**Stated task:**
Pick out each line in the material below that contains the word "white", and copy those lines.

* * * *

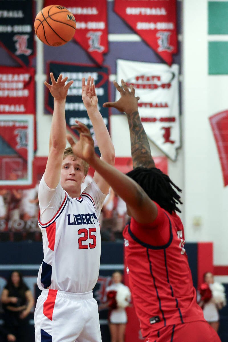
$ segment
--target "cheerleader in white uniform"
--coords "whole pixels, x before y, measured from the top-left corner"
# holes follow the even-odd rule
[[[121,282],[122,275],[115,272],[112,276],[112,284],[106,289],[109,305],[109,327],[111,342],[124,342],[126,324],[128,321],[125,308],[131,301],[129,288]]]
[[[204,282],[200,289],[201,299],[199,303],[203,309],[204,318],[217,332],[219,326],[218,310],[226,305],[225,288],[215,282],[210,272],[204,275]]]

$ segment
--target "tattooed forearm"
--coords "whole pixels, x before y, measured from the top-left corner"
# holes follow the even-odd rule
[[[138,111],[128,115],[130,130],[131,155],[133,168],[138,166],[153,168],[155,166],[150,148]]]

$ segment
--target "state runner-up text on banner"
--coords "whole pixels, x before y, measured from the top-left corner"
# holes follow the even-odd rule
[[[117,61],[117,81],[132,84],[139,96],[138,110],[148,137],[170,159],[180,147],[179,66]],[[117,91],[116,100],[119,98]]]

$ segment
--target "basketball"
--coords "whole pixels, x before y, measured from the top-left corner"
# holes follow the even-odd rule
[[[73,15],[66,7],[51,5],[39,12],[34,23],[35,33],[47,45],[59,46],[73,38],[76,29]]]

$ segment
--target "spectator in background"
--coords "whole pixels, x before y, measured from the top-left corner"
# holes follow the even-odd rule
[[[28,316],[34,302],[32,293],[19,272],[12,273],[1,300],[6,329],[16,336],[17,342],[28,342]]]
[[[0,336],[5,338],[5,341],[8,342],[15,342],[16,341],[16,336],[11,334],[9,331],[6,329],[4,327],[0,326]]]
[[[20,214],[24,221],[27,221],[38,215],[38,184],[36,184],[35,188],[25,189],[22,190],[19,208]]]
[[[112,275],[112,284],[106,288],[107,303],[109,309],[109,327],[111,342],[123,342],[128,318],[125,308],[129,306],[131,292],[121,282],[122,275],[115,272]]]
[[[203,276],[200,294],[199,305],[203,309],[204,318],[217,332],[219,326],[218,310],[226,305],[224,286],[215,282],[212,274],[206,272]]]

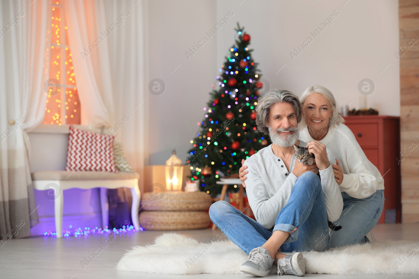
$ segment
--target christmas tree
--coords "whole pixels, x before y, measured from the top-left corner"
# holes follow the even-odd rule
[[[270,144],[269,137],[259,132],[256,125],[260,71],[248,47],[250,36],[243,32],[238,23],[235,45],[228,51],[220,69],[220,89],[210,93],[211,97],[204,108],[205,118],[198,123],[200,133],[191,143],[188,163],[192,180],[199,180],[199,188],[215,197],[221,192],[216,182],[221,178],[238,177],[242,159],[246,159]],[[229,185],[228,191],[237,192]]]

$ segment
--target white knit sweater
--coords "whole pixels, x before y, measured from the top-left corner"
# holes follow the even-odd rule
[[[305,127],[299,139],[314,141]],[[384,189],[384,180],[378,169],[367,159],[355,136],[343,124],[330,129],[324,138],[319,141],[332,151],[340,161],[343,180],[339,186],[341,192],[358,199],[368,197],[377,190]],[[336,163],[334,163],[336,164]]]

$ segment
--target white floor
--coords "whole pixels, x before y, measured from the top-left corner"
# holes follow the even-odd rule
[[[379,224],[373,229],[378,241],[387,239],[419,240],[419,223],[409,224]],[[217,229],[177,231],[199,241],[209,241],[220,233]],[[247,274],[204,274],[178,275],[150,274],[140,272],[121,272],[115,265],[127,250],[137,245],[151,244],[156,236],[164,231],[144,231],[129,232],[117,237],[108,246],[101,241],[109,237],[107,235],[91,234],[88,236],[74,236],[58,239],[54,237],[39,236],[25,239],[13,239],[0,247],[0,278],[163,278],[182,279],[222,278],[256,278]],[[225,236],[223,236],[225,238]],[[91,263],[84,266],[80,262],[85,257],[98,249],[103,251],[93,259]],[[97,253],[96,253],[97,254]],[[93,257],[92,258],[93,259]],[[158,263],[156,263],[158,264]],[[161,268],[164,266],[162,266]],[[271,275],[268,277],[277,277]],[[286,276],[287,278],[295,278]],[[418,274],[346,276],[307,274],[306,277],[327,278],[418,278]]]

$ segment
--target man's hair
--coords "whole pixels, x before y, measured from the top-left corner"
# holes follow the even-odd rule
[[[301,104],[298,97],[287,90],[274,89],[259,97],[256,106],[256,125],[258,130],[266,135],[269,134],[269,114],[271,108],[279,102],[287,102],[291,104],[297,114],[297,121],[301,120]]]

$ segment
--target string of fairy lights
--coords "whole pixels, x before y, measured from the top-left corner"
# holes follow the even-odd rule
[[[144,229],[142,227],[140,227],[140,230],[142,231],[144,230]],[[114,228],[113,229],[110,229],[108,228],[107,226],[105,227],[104,228],[98,228],[97,227],[96,227],[94,228],[91,228],[88,227],[85,227],[83,229],[82,228],[73,228],[72,226],[70,225],[69,226],[68,229],[62,231],[62,233],[63,236],[64,237],[69,237],[73,235],[75,237],[80,237],[83,235],[88,236],[92,233],[99,234],[108,233],[109,234],[116,234],[116,235],[122,235],[123,233],[130,231],[135,231],[135,229],[134,228],[134,226],[132,225],[123,225],[119,229]],[[56,235],[57,235],[57,233],[51,232],[51,230],[49,230],[44,233],[44,235],[45,236],[52,236]]]
[[[52,5],[49,78],[57,79],[58,84],[53,84],[57,88],[51,86],[48,87],[44,118],[44,124],[59,125],[64,124],[80,124],[81,118],[80,104],[73,70],[72,54],[68,46],[68,28],[64,22],[65,19],[62,20],[64,18],[63,9],[63,7],[60,5],[58,1]],[[64,59],[62,58],[63,56]],[[65,89],[65,95],[64,96],[62,89]]]

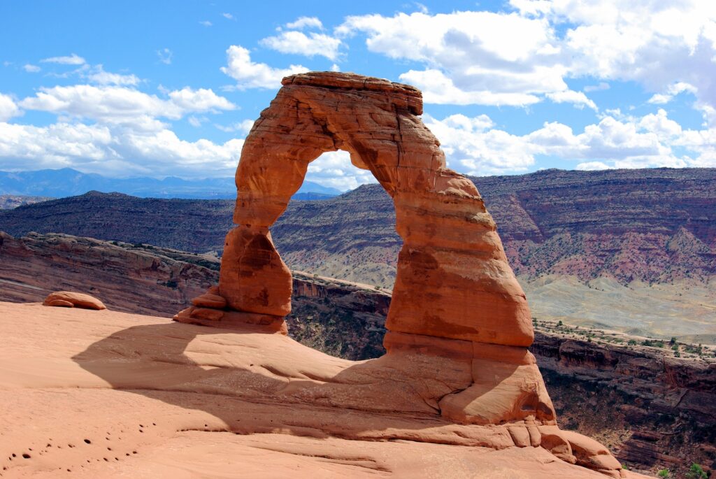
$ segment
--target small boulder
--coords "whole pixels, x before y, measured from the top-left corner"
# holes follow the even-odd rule
[[[42,303],[45,306],[64,308],[82,308],[83,309],[107,309],[101,301],[89,294],[74,291],[55,291],[45,298]]]
[[[58,308],[74,308],[74,305],[70,303],[69,301],[64,301],[64,299],[53,299],[52,301],[45,300],[45,306],[54,306]]]

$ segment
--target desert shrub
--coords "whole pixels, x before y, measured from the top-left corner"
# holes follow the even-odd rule
[[[707,479],[709,476],[700,464],[694,463],[687,472],[686,477],[688,479]]]

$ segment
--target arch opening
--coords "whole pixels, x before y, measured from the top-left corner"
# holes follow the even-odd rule
[[[290,311],[291,272],[268,228],[309,164],[344,150],[391,197],[403,242],[387,349],[412,341],[405,335],[531,344],[529,309],[495,223],[472,182],[446,168],[440,142],[418,116],[420,92],[331,72],[283,84],[247,136],[236,170],[236,227],[226,236],[218,291],[228,309],[278,319]]]

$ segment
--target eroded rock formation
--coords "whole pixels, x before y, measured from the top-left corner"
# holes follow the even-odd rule
[[[476,444],[541,445],[619,477],[619,463],[606,449],[556,427],[527,350],[533,332],[524,293],[477,188],[446,168],[440,142],[417,116],[420,92],[344,73],[294,75],[283,84],[244,143],[237,226],[226,236],[218,289],[175,319],[259,324],[285,334],[277,325],[290,312],[291,276],[268,228],[309,163],[344,150],[390,195],[403,239],[386,323],[387,354],[334,377],[309,377],[282,395],[332,407],[437,415],[477,427]],[[215,307],[217,296],[225,307]]]
[[[55,291],[45,298],[42,303],[45,306],[60,308],[82,308],[82,309],[107,309],[101,301],[93,296],[74,291]]]

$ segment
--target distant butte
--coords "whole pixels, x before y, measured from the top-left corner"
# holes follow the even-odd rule
[[[301,74],[283,84],[244,142],[236,177],[237,226],[226,236],[218,288],[175,319],[279,333],[263,334],[256,347],[266,355],[284,349],[292,278],[268,228],[301,186],[311,161],[344,150],[392,198],[403,240],[386,323],[387,353],[340,365],[298,352],[284,363],[279,354],[269,370],[284,375],[295,369],[289,376],[305,379],[290,380],[268,397],[329,407],[332,414],[360,412],[372,418],[370,429],[382,430],[382,440],[445,442],[454,440],[443,437],[453,434],[446,431],[455,431],[465,445],[548,452],[551,460],[565,465],[625,477],[604,446],[557,427],[527,349],[534,334],[524,293],[477,188],[446,168],[440,142],[417,116],[420,92],[348,73]],[[380,425],[376,415],[384,420],[387,414],[442,425],[440,432],[421,426],[408,434],[401,427]],[[301,427],[335,435],[329,423],[319,420]],[[345,425],[341,434],[360,435],[351,430]],[[578,477],[578,470],[550,477]]]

* * * *

**Written response:**
--target "cheerleader in white uniform"
--target white knit sweater
--target white floor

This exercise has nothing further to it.